▶ _Record excerpts_:
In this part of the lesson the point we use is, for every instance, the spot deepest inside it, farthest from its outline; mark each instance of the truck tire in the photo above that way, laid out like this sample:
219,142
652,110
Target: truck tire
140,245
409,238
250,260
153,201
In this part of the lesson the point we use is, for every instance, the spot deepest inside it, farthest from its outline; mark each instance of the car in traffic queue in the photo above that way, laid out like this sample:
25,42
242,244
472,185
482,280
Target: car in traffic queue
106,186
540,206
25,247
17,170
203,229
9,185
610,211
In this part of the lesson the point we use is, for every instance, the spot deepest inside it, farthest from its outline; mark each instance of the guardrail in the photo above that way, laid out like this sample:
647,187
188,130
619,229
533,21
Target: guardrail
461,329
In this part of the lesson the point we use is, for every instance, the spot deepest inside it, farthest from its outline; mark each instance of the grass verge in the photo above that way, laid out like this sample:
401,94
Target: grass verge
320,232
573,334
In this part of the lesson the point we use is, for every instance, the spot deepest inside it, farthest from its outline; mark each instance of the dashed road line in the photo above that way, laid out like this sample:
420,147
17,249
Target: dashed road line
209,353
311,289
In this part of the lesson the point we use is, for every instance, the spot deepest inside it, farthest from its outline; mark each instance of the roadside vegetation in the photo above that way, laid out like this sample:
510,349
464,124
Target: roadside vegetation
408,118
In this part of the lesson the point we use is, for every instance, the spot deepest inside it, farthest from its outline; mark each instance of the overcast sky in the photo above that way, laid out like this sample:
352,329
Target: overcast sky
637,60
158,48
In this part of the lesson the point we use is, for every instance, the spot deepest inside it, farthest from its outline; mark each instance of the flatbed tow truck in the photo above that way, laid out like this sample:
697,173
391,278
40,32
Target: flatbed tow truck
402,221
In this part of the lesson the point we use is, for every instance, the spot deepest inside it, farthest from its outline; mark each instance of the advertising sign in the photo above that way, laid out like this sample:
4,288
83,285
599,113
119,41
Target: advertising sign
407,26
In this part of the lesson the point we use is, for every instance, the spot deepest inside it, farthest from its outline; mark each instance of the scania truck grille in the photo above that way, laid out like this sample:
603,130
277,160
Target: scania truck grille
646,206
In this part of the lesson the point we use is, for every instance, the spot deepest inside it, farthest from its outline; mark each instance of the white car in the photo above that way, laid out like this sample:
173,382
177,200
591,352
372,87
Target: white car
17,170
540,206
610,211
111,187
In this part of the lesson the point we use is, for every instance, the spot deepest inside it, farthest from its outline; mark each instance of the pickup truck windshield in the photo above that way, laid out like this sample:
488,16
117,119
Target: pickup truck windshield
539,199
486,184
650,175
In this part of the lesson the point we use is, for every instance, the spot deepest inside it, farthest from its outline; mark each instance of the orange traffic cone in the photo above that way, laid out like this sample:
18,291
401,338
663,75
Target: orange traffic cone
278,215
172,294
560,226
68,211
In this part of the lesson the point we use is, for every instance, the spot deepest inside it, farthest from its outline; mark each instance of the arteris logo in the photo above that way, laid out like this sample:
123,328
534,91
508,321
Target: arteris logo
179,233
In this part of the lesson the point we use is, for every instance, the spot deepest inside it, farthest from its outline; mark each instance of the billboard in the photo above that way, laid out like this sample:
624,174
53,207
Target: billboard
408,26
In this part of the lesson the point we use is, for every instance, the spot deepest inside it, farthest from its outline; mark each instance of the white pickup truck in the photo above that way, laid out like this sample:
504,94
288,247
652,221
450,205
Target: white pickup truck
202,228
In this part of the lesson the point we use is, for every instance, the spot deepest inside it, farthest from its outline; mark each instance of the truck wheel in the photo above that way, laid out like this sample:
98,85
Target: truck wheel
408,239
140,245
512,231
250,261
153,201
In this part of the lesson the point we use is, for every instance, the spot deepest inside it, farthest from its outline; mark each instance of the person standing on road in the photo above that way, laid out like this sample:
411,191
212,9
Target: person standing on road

▶ _Written exercise_:
Can you reproduce all of the material above line for line, with no changes?

▶ _Result of this exercise_:
In this part of the lesson the point we use is, for every instance, the spot deepest inside it, farthest from its outline; mark each instance of the truck tire in the photo above that way, laid out like this sample:
219,142
652,110
Target: truck tire
140,245
409,238
250,260
153,201
In this part of the lesson the point we use is, for every instance, the spot deepest inside it, farthest from its outline; mark each instance of the car in traffic queue in the photo above that way, laid out like this sample:
25,42
242,244
472,185
482,280
Target: car in traffic queue
106,186
540,206
25,247
17,170
203,229
9,185
610,211
In this part of the lesson the point we use is, for every instance, the spot deepest inside it, farthest from its outline; mark each instance of the guardrail in the photo above that way, laid out like this sample:
647,187
188,130
619,229
533,21
Target: guardrail
461,329
In this part of the lesson the point we use is, for every instance, the spot deepest inside it, farthest from its outline; mark each instance of the grass verge in the photo above that way, laid out like this sample:
401,94
Target: grass verge
320,232
573,334
In this part of the lesson the point we use is, for every instance, the spot deepest inside it, farthest from its outline; mark each instance of the dashed road line in the photo above that way, laid out like this sample:
420,147
17,249
Target: dashed road line
209,353
311,289
In this part of the lesson the point we use is, for every instance, the spot deepest inside it, farthest from its outline; mark each instance of the roadside vegetation in the photo above that way, laid out like this sample:
510,349
464,124
Target: roadside vegetation
408,118
In this part of the lesson the point we use is, for every instance, the spot deepest inside it, farthest from its outline; mark each instance of the overcast sky in the photo above that way, laid out like this sample:
352,329
Target: overcast sky
637,60
158,48
In this part of the lesson the point we use is, for every instance, the spot deepest inside it, farthest from its outline; mark each instance of the flatbed tow truck in the photo above that way, laid out like this sample:
697,173
391,278
40,32
Target: flatbed tow truck
402,221
In this part of the lesson the point we use is, for every instance, the spot deepest inside it, farthest from its outline; mark each instance of the advertising sign in the photo above that way, laid out like this sample:
4,288
83,285
599,113
119,41
Target: advertising sign
407,26
In this part of the lesson the point we use is, for every instance, the spot deepest inside it, farthest from its outline; mark each instance of the scania truck grille in the photo above that way, laid out like this sample:
603,130
277,160
Target: scania truck grille
646,206
In this part of the lesson the point we use is, for every instance, the spot deepest inside it, farthest from its outline; mark each instance of the white car in the photo above that way, laid out like this sample:
173,382
177,200
591,352
372,87
Target: white car
17,170
540,206
610,211
111,187
In this part of the lesson the point we use is, for every instance, the spot deepest inside it, farthest from its outline; mark each instance of the pickup truck windshield in the photo above that way, laid out like this sample:
488,16
117,119
Target: pickup truck windshield
539,199
486,184
650,175
In this part of the lesson the point we use is, for every instance, the spot deepest inside it, farthest from its outline; mark each instance of the orange traffic cone in the photo above that way, laid out like this sample:
18,291
401,338
663,75
Target: orange traffic cone
278,215
172,294
560,226
68,211
In this part of the lesson the point we use is, for every instance, the spot deepest inside it, farthest from its outline; mark each instance of the arteris logo in the photo above that way, laid out like this sample:
123,328
534,91
508,321
Target: arteris logo
179,233
In this part of the lesson the point we use is, for every instance, the spot deepest inside it, farthest from its outline; mark each instance of the billboard in the photo above that way, laid out like this sample:
624,174
53,207
Target: billboard
408,26
In this part of the lesson the point we use is, for every instance, the spot deepest inside it, farthest from its outline; mark each instance of the white pickup truck in the photo above that way, laid out like this sample:
504,94
288,247
652,221
450,205
Target: white pickup truck
202,228
In this part of the lesson the point we use is, for every instance, the spot deepest inside it, farthest from its outline; mark each instance of the truck wheel in the photo above that way, laid out like this sample:
98,85
Target: truck wheel
408,239
140,245
512,231
250,261
153,201
In this part of the lesson the point we use is, for every instance, the spot deepest inside it, farthest from its outline; mark each instance of the person standing on road in the photo above that way, laid out like this sample:
411,191
212,9
Target: person standing on road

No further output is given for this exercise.